# AUFGABENSTELLUNG:
1. Wie lange dauerte laut dem Artikel über Sabine Lisickis Comeback ihre Zwangspause?
2. Gib aus dem Artikel über Sabine Lisickis Comeback alles von "Comeback in den" bis hinunter zu "ihr Comeback gefeiert." wortgetreu wieder.
3. Schreib den Artikel über Sabine Lisickis Comeback bitte im Anschluss an seinen letzten Satz weiter.

# TEXT:
►

Comeback in den USA: Sabine Lisicki ist zurück
Nach anderthalb Jahren Zwangspause hat die frühere Wimbledon-Finalistin Sabine Lisicki ihr Comeback gefeiert.
von Jörg Allmeroth
zuletzt bearbeitet:
04.05.2022, 09:10 Uhr
Einmal im Jahr ist das idyllische Städtchen Bonita Springs, gelegen im Nordwesten des Sonnenstaates Florida, der ziemlich stolze Gastgeber eines Tennisturniers der ITF-Tour. Viele aufstrebende Talente aus aller Herren Länder tummeln sich hier unter Palmen im milden Klima, um wichtige Weltranglisten-Punkte zu sammeln. Um irgendwann, früher oder später, im großen Wanderzirkus aufschlagen zu können.

◄

# VORLIEGENDE ZEILEN:
►

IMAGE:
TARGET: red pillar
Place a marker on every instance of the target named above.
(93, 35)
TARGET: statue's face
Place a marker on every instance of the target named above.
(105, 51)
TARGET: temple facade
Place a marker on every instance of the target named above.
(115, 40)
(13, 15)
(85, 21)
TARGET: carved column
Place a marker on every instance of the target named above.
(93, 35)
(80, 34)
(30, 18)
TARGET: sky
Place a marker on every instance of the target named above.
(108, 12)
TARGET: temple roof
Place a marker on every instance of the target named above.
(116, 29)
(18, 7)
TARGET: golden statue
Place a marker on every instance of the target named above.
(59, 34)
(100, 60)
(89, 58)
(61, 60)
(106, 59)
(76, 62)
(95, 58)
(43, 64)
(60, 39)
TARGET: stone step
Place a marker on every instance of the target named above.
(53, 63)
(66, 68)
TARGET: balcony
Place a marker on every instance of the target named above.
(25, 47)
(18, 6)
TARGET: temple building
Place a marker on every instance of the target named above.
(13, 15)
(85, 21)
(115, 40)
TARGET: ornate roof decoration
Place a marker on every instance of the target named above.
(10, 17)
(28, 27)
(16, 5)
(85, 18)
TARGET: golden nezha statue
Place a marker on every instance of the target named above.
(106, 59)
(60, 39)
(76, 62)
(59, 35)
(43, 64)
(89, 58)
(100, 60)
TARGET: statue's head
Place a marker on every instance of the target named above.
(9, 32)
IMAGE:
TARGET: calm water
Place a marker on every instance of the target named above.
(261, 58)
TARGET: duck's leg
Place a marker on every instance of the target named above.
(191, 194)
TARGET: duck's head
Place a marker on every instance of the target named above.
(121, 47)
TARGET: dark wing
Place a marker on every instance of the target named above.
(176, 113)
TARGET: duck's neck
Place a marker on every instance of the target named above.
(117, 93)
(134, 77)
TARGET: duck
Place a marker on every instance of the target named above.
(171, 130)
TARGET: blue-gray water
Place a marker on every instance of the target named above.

◄

# LÖSUNGEN:
1. Anderthalb Jahre.

2.
Comeback in den USA: Sabine Lisicki ist zurück
Nach anderthalb Jahren Zwangspause hat die frühere Wimbledon-Finalistin Sabine Lisicki ihr Comeback gefeiert.

3.
Bonita Springs ist allerdings auch für eine bekannte, schon einmal sehr etablierte Spielerin eine interessante Wegmarke. Denn dort, im 55.000-Einwohner-Ort nahe des Golfs von Mexiko, begann am Montag das vorerst letzte Comeback einer ehemaligen Wimbledon-Finalistin – die Rückkehr von Sabine Lisicki nach einer 539-tägigen Zwangspause. Lisicki weinte Tränen der Freude, als sie das Qualifikationsmatch der ersten Runde gegen die Japanerin Ena Shibahara mit 6:3 und 6:4 gewonnen hatte, zum Jubel der Fans. „Es war ein großartiges Gefühl, endlich wieder in einem richtigen Wettkampfmatch auf dem Platz zu stehen“, sagte die 32-jährige, einst vom Boulevard wegen ihrer krachenden, pfeilschnellen Aufschläge „Bum-Bum-Bine“ getauft.
Lisicki: "Aufgegeben habe ich mich nie"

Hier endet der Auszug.